● **Problem to solve**: Report how many lines in the records below contain the string "rock". Give only the number.

— BEGIN Given entries —

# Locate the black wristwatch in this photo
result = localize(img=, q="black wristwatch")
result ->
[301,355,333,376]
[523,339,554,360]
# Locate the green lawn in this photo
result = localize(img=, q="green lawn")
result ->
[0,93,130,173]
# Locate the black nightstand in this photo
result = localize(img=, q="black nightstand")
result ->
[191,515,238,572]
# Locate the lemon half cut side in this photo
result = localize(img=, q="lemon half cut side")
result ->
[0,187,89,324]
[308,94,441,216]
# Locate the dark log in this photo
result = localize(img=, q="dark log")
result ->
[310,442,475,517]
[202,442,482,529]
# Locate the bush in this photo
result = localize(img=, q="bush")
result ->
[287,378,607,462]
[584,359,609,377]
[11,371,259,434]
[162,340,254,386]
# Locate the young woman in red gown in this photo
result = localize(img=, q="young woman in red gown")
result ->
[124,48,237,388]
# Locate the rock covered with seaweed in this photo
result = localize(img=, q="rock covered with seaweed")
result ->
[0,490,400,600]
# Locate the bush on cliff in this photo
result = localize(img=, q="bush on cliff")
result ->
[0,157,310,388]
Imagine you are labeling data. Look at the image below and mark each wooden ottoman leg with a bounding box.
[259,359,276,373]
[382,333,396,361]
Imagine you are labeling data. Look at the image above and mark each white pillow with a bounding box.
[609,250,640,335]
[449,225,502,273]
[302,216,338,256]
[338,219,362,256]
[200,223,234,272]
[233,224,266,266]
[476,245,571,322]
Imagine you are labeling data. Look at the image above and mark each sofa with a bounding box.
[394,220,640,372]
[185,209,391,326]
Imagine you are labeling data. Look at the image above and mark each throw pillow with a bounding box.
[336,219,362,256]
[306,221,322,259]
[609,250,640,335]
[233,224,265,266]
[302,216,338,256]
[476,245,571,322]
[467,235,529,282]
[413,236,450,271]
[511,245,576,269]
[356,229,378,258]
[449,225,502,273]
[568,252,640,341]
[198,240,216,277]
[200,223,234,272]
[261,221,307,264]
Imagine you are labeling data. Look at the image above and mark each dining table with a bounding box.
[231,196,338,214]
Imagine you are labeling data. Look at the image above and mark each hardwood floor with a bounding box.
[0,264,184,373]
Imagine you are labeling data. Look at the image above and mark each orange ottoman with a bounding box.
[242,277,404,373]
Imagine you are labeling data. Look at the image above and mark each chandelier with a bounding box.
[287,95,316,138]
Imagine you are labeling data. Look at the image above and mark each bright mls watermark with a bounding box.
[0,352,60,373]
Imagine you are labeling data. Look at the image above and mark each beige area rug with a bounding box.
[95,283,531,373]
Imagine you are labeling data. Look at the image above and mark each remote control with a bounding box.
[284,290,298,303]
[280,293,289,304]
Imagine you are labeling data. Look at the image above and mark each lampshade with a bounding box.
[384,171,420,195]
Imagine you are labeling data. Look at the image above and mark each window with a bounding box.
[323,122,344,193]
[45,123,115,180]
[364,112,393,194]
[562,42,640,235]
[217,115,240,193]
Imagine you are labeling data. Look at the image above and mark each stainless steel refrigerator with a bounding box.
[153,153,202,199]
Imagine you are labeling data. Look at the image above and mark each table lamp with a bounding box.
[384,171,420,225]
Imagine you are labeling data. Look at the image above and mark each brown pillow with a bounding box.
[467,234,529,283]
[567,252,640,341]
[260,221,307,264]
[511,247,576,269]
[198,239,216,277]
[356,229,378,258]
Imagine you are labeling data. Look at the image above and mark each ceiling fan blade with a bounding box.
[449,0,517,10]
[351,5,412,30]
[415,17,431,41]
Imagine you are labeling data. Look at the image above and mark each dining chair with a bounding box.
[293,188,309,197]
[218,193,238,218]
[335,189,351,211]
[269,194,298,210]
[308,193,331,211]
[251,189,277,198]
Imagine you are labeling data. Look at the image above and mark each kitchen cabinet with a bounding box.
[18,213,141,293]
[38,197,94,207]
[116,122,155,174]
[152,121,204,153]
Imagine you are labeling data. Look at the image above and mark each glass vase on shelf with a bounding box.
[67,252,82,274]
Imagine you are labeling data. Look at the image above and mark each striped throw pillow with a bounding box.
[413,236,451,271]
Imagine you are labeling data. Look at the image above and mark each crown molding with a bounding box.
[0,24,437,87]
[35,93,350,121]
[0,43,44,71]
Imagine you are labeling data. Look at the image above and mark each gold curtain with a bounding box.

— END Given entries —

● **Task result**: 2